REQUIRED WORK:
Word for word, repeat all the entries below, but without the pictures.

BEGIN INPUT DATA

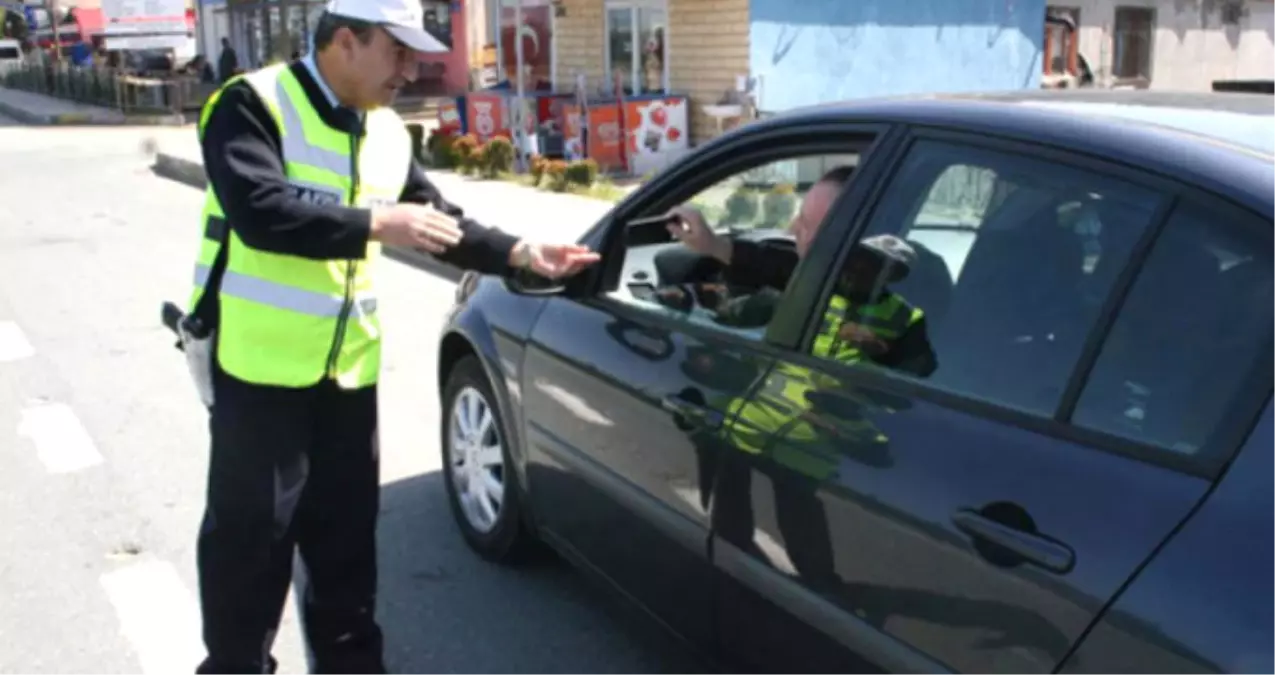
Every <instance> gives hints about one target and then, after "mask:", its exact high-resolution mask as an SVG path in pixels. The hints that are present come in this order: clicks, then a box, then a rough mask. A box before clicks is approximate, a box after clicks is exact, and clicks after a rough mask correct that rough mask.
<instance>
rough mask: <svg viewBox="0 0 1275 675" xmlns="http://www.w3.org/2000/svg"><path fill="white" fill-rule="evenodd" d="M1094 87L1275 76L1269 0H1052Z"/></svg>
mask: <svg viewBox="0 0 1275 675" xmlns="http://www.w3.org/2000/svg"><path fill="white" fill-rule="evenodd" d="M1056 1H1057V5H1051V8H1049V9H1051V11H1054V13H1061V14H1067V15H1071V17H1072V18H1074V19H1075V22H1076V24H1077V27H1079V37H1080V40H1079V51H1080V54H1081V55H1082V56H1084V57H1085V59H1086V60H1088V61H1090V64H1091V68H1093V70H1094V74H1095V79H1097V82H1098V84H1099V85H1111V87H1148V88H1153V89H1193V91H1206V89H1210V88H1211V85H1213V82H1214V80H1219V79H1275V3H1271V1H1270V0H1056Z"/></svg>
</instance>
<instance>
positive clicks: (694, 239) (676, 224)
mask: <svg viewBox="0 0 1275 675" xmlns="http://www.w3.org/2000/svg"><path fill="white" fill-rule="evenodd" d="M668 214H669V216H673V217H676V218H677V222H673V223H669V225H668V234H669V235H672V237H673V239H676V240H678V241H681V242H682V244H685V245H686V248H688V249H691V250H694V251H695V253H699V254H704V255H714V254H715V251H717V250H718V249H720V242H719V241H718V239H719V237H718V236H717V235H715V234H713V230H709V223H708V222H705V221H704V214H703V213H700V211H699V209H697V208H695V207H687V205H681V207H677V208H674V209H673V211H671V212H668Z"/></svg>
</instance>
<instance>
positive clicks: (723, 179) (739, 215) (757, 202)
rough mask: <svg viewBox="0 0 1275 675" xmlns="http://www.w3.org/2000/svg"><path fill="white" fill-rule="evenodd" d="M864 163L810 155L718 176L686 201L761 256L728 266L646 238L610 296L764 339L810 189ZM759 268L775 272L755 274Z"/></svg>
mask: <svg viewBox="0 0 1275 675" xmlns="http://www.w3.org/2000/svg"><path fill="white" fill-rule="evenodd" d="M857 163H858V153H854V152H848V153H835V154H831V153H829V154H806V156H799V157H789V158H784V159H779V161H770V162H766V163H759V165H755V166H751V167H748V168H746V170H741V171H737V172H734V174H732V175H729V176H727V177H725V179H722V180H718V181H714V182H713V184H711V185H709V186H706V188H704V189H701V190H699V191H696V193H695V195H694V197H691V198H690V199H687V200H686V202H685V205H688V207H694V208H695V209H696V211H697V212H699V213H700V214H703V217H704V221H705V222H706V225H708V226H709V228H711V230H713V231H714V232H715V234H717V236H718V237H723V239H728V240H732V241H741V242H742V245H745V246H748V248H750V250H752V251H760V254H757V255H752V256H750V259H747V260H732V262H731V265H725V264H724V263H722V262H720V260H718V259H717V258H713V256H711V255H705V254H700V253H696V251H695V250H692V249H691V248H690V246H687V245H685V244H682V242H678V241H667V242H660V244H644V242H639V244H636V245H630V246H627V248H626V250H625V262H623V269H622V271H621V276H620V285H618V287H617V288H615V290H611V291H607V292H604V296H606V297H608V299H611V300H615V301H620V302H623V304H626V305H630V306H632V308H636V309H640V310H643V311H649V313H652V314H658V315H663V316H668V318H674V319H677V320H686V322H691V323H697V324H701V325H708V327H713V328H715V329H720V330H725V332H733V333H737V334H743V336H746V337H750V338H755V339H760V338H761V337H762V334H764V333H765V330H766V327H768V325H769V323H770V318H771V315H773V313H774V310H775V308H776V305H778V302H779V299H780V297H782V296H783V292H784V287H785V283H787V278H788V276H789V274H790V273H792V271H793V269H794V268H796V265H797V259H798V256H797V253H796V242H794V239H793V236H792V234H790V232H789V226H790V223H792V221H793V219H794V218H796V217H797V216H798V213H801V208H802V203H803V200H805V198H806V195H807V193H808V191H810V189H811V186H812V185H813V184H815V182H817V181H819V179H820V177H821V176H824V175H826V174H827V171H830V170H833V168H838V167H848V168H849V170H853V167H854V166H857ZM734 250H738V249H734ZM737 263H738V264H737ZM759 265H760V267H762V268H766V271H768V272H776V273H773V274H771V273H766V274H752V273H750V271H751V269H754V268H756V267H759Z"/></svg>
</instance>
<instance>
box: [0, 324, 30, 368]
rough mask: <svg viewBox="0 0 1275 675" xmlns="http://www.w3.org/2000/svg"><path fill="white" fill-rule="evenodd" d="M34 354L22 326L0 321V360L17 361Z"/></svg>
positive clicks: (15, 324)
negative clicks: (22, 327)
mask: <svg viewBox="0 0 1275 675" xmlns="http://www.w3.org/2000/svg"><path fill="white" fill-rule="evenodd" d="M34 355H36V348H34V347H32V346H31V342H29V341H27V336H25V334H23V332H22V328H19V327H18V324H17V323H14V322H0V362H5V361H19V360H22V359H31V357H32V356H34Z"/></svg>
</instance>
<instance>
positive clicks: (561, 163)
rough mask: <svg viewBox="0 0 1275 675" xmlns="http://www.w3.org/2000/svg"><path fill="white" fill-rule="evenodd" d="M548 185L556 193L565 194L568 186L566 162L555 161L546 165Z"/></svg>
mask: <svg viewBox="0 0 1275 675" xmlns="http://www.w3.org/2000/svg"><path fill="white" fill-rule="evenodd" d="M544 177H546V179H547V180H546V185H547V186H548V189H550V190H553V191H555V193H565V191H566V186H567V180H566V162H564V161H561V159H553V161H551V162H548V163H547V165H544Z"/></svg>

END INPUT DATA

WRITTEN ANSWER:
Every <instance> gives hints about one target and then, after "mask:", its exact high-resolution mask as an SVG path in pixels. The hints that are present come in this order: clicks, then a box, then a rough mask. A box before clicks is approximate, a box after clicks is exact, and clicks after a rough mask correct that rough mask.
<instance>
rough mask: <svg viewBox="0 0 1275 675" xmlns="http://www.w3.org/2000/svg"><path fill="white" fill-rule="evenodd" d="M1094 87L1275 76L1269 0H1052Z"/></svg>
mask: <svg viewBox="0 0 1275 675" xmlns="http://www.w3.org/2000/svg"><path fill="white" fill-rule="evenodd" d="M1056 1H1057V5H1051V8H1049V9H1051V11H1054V13H1061V14H1067V15H1071V17H1072V18H1074V19H1075V22H1076V24H1077V27H1079V37H1080V40H1079V51H1080V54H1081V55H1082V56H1084V57H1085V59H1086V60H1088V61H1090V64H1091V68H1093V70H1094V74H1095V79H1097V82H1098V84H1099V85H1111V87H1148V88H1153V89H1193V91H1206V89H1210V88H1211V85H1213V82H1214V80H1219V79H1275V3H1271V1H1270V0H1056Z"/></svg>
</instance>
<instance>
positive clicks: (694, 239) (676, 224)
mask: <svg viewBox="0 0 1275 675" xmlns="http://www.w3.org/2000/svg"><path fill="white" fill-rule="evenodd" d="M668 214H669V216H673V217H676V218H677V222H673V223H669V225H668V234H669V235H672V237H673V239H676V240H678V241H681V242H682V244H685V245H686V248H688V249H691V250H694V251H695V253H699V254H704V255H714V254H715V251H717V250H718V249H720V242H719V241H718V239H719V237H718V236H717V235H715V234H713V230H709V223H708V222H705V221H704V214H703V213H700V211H699V209H697V208H695V207H687V205H681V207H677V208H674V209H673V211H671V212H668Z"/></svg>
</instance>
<instance>
positive clicks: (723, 179) (739, 215) (757, 202)
rough mask: <svg viewBox="0 0 1275 675" xmlns="http://www.w3.org/2000/svg"><path fill="white" fill-rule="evenodd" d="M864 163L810 155L718 176L686 201L761 256L728 266L646 238L610 296L764 339L810 189ZM759 268L775 272L755 274Z"/></svg>
mask: <svg viewBox="0 0 1275 675" xmlns="http://www.w3.org/2000/svg"><path fill="white" fill-rule="evenodd" d="M857 163H858V153H854V152H848V153H835V154H831V153H829V154H806V156H799V157H789V158H784V159H779V161H770V162H766V163H759V165H755V166H751V167H748V168H746V170H741V171H737V172H734V174H732V175H729V176H727V177H725V179H722V180H718V181H714V182H713V184H711V185H709V186H706V188H704V189H701V190H699V191H696V193H695V195H694V197H691V198H690V199H687V200H686V202H685V205H688V207H694V208H695V209H696V211H697V212H699V213H700V214H703V217H704V221H705V222H706V225H708V226H709V228H711V230H713V231H714V232H715V234H717V236H718V237H723V239H728V240H732V241H741V242H742V245H745V246H748V248H750V250H752V251H760V254H757V255H752V256H750V259H747V260H732V262H731V265H725V264H724V263H722V262H720V260H718V259H717V258H713V256H711V255H705V254H700V253H696V251H695V250H692V249H691V248H690V246H687V245H685V244H682V242H678V241H667V242H660V244H644V242H639V244H636V245H630V246H627V248H626V250H625V262H623V269H622V271H621V276H620V285H618V287H617V288H615V290H611V291H607V292H604V296H606V297H608V299H611V300H615V301H620V302H623V304H626V305H630V306H632V308H636V309H640V310H643V311H649V313H652V314H658V315H663V316H668V318H674V319H677V320H686V322H691V323H697V324H701V325H708V327H713V328H715V329H720V330H725V332H733V333H737V334H743V336H746V337H750V338H755V339H760V338H761V337H762V334H764V333H765V330H766V327H768V325H769V323H770V318H771V315H773V313H774V310H775V308H776V305H778V302H779V299H780V297H782V296H783V292H784V287H785V283H787V278H788V276H789V274H790V273H792V271H793V269H794V268H796V265H797V259H798V256H797V253H796V242H794V239H793V236H792V234H790V232H789V226H790V223H792V221H793V219H794V218H796V217H797V216H798V213H801V208H802V203H803V200H805V198H806V195H807V193H808V191H810V189H811V186H812V185H813V184H815V182H817V181H819V179H820V177H821V176H824V175H826V174H827V171H830V170H833V168H838V167H848V168H849V170H853V167H854V166H857ZM734 250H738V249H734ZM737 263H738V264H737ZM759 265H760V267H762V268H766V271H768V272H776V273H773V274H771V273H766V274H752V273H750V271H751V269H754V268H756V267H759Z"/></svg>
</instance>
<instance>
box: [0, 324, 30, 368]
rough mask: <svg viewBox="0 0 1275 675" xmlns="http://www.w3.org/2000/svg"><path fill="white" fill-rule="evenodd" d="M34 354L22 326L0 321V360L17 361Z"/></svg>
positive clicks: (15, 324)
negative clicks: (22, 327)
mask: <svg viewBox="0 0 1275 675" xmlns="http://www.w3.org/2000/svg"><path fill="white" fill-rule="evenodd" d="M34 355H36V348H34V347H32V346H31V342H29V341H27V336H25V334H23V332H22V328H19V327H18V324H17V323H14V322H0V362H5V361H19V360H22V359H31V357H32V356H34Z"/></svg>
</instance>
<instance>
positive clicks: (561, 163)
rough mask: <svg viewBox="0 0 1275 675" xmlns="http://www.w3.org/2000/svg"><path fill="white" fill-rule="evenodd" d="M548 185L556 193L565 194L568 186L566 162L555 161L546 165Z"/></svg>
mask: <svg viewBox="0 0 1275 675" xmlns="http://www.w3.org/2000/svg"><path fill="white" fill-rule="evenodd" d="M544 177H546V179H547V180H546V185H547V186H548V189H550V190H553V191H555V193H565V191H566V186H567V180H566V162H564V161H561V159H553V161H551V162H548V163H547V165H544Z"/></svg>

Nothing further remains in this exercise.